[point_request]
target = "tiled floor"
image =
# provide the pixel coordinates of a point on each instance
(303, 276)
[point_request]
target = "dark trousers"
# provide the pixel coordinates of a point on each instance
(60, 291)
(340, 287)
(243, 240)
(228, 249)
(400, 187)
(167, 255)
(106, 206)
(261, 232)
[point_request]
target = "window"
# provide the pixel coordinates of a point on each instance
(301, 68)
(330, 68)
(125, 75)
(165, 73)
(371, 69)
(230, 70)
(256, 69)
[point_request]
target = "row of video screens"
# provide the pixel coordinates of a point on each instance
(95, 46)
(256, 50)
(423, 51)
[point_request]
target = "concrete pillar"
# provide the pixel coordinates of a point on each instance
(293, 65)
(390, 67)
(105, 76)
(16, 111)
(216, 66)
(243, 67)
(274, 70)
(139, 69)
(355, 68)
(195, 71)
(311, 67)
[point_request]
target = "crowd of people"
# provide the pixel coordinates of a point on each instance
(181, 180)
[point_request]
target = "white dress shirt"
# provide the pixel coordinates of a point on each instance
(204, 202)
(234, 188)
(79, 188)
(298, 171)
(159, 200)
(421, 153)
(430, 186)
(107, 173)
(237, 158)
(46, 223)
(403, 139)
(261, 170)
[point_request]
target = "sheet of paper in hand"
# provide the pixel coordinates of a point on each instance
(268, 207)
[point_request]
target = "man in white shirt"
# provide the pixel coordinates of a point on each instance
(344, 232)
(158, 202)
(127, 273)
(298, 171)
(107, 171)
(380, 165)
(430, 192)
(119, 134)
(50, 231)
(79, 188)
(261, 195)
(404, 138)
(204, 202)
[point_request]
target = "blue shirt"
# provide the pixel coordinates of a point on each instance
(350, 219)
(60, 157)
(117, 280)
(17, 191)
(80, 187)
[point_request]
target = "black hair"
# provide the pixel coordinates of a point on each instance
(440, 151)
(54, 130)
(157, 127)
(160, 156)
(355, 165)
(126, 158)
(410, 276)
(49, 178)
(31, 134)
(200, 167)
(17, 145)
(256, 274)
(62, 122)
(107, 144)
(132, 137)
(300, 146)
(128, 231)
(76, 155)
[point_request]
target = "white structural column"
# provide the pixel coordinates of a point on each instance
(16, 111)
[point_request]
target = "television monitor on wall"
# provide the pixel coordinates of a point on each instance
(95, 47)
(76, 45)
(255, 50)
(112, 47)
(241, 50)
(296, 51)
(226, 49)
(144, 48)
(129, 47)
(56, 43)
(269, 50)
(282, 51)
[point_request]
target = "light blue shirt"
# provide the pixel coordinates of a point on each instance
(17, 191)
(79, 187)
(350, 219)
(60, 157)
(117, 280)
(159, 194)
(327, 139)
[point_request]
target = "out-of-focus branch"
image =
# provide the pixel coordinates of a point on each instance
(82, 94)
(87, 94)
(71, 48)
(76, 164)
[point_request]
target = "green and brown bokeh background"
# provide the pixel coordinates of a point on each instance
━━━━━━━━━━━━━━━━
● **Directions for this task**: Gather every line of the data above that contains the word "white". Case counts.

● **Response to this task**:
target = "white dress shirt"
target = "man in white shirt"
target = "white structural column"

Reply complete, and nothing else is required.